• Source excerpt:
--------
RhodeCode

/* -*- mode: C++; indent-tabs-mode: nil; -*-
 *
 * This file is a part of LEMON, a generic C++ optimization library.
 *
 * Copyright (C) 2003-2009
 * Egervary Jeno Kombinatorikus Optimalizalasi Kutatocsoport
 * (Egervary Research Group on Combinatorial Optimization, EGRES).
 *
 * Permission to use, modify and distribute this software is granted
 * provided that this copyright notice appears in all copies. For
 * precise terms see the accompanying LICENSE file.
 *
 * This software is provided "AS IS" with no warranty of any kind,
 * express or implied, and with no claim as to its suitability for any
 * purpose.
 *
 */

#ifndef LEMON_CONCEPTS_HEAP_H
#define LEMON_CONCEPTS_HEAP_H

///\ingroup concept
///\file
///\brief The concept of heaps.

#include <lemon/core.h>
#include <lemon/concept_check.h>

namespace lemon {

  namespace concepts {

    /// \addtogroup concept
    /// @{

    /// \brief The heap concept.
    ///
    /// This concept class describes the main interface of heaps.
    /// The various \ref heaps "heap structures" are efficient
    /// implementations of the abstract data type \e priority \e queue.
--------
• Data shown:
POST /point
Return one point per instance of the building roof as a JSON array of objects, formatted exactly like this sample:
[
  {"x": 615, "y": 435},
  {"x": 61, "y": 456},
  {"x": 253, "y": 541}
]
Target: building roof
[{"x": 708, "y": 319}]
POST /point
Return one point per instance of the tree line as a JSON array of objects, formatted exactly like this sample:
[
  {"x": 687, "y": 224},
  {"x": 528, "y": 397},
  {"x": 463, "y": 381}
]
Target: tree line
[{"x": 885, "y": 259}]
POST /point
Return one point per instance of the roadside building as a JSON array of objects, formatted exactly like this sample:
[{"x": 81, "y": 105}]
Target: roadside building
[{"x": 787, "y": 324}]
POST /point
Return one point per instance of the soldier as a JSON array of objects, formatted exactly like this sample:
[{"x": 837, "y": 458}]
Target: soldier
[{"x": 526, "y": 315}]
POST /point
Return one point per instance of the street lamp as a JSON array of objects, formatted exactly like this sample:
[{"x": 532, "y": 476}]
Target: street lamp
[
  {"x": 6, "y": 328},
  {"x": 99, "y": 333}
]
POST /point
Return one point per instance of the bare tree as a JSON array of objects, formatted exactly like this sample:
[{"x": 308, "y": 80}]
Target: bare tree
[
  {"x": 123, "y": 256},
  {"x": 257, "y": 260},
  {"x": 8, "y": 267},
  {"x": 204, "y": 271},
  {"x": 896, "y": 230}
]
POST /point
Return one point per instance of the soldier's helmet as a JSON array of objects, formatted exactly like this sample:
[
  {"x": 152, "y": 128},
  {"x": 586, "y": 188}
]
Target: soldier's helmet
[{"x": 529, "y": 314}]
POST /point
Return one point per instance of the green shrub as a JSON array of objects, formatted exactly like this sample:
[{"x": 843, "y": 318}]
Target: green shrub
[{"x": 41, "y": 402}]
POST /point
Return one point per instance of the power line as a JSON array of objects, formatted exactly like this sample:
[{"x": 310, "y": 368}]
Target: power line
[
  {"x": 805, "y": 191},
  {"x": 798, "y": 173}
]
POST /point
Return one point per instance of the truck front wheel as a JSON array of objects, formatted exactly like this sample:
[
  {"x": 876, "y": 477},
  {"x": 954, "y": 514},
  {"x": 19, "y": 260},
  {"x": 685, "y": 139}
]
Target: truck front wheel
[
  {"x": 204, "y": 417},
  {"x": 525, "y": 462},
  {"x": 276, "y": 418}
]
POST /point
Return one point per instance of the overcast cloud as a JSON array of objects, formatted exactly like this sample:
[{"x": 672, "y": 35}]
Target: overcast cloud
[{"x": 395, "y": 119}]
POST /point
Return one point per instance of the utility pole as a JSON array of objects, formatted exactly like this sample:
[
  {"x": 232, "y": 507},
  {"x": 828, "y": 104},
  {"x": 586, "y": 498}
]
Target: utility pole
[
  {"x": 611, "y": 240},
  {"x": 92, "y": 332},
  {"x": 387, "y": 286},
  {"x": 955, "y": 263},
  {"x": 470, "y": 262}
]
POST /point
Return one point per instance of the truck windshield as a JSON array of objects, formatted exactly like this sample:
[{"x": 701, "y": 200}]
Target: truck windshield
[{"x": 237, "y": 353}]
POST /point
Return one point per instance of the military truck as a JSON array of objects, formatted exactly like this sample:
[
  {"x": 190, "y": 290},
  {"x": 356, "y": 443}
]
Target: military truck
--------
• Exercises to complete:
• A. Could you extract the stretch of the heap concept header from "#include <lemon/core.h>" through "interface of heaps."?
• B. Which distinct backslash-prefixed documentation commands appear in the heap concept header?
• C. What abstract data type does the heap concept header say the heap structures implement?

• Solutions:
• A.
#include <lemon/core.h>
#include <lemon/concept_check.h>

namespace lemon {

  namespace concepts {

    /// \addtogroup concept
    /// @{

    /// \brief The heap concept.
    ///
    /// This concept class describes the main interface of heaps.

• B. \ingroup, \file, \brief, \addtogroup, \ref, \e

• C. The priority queue.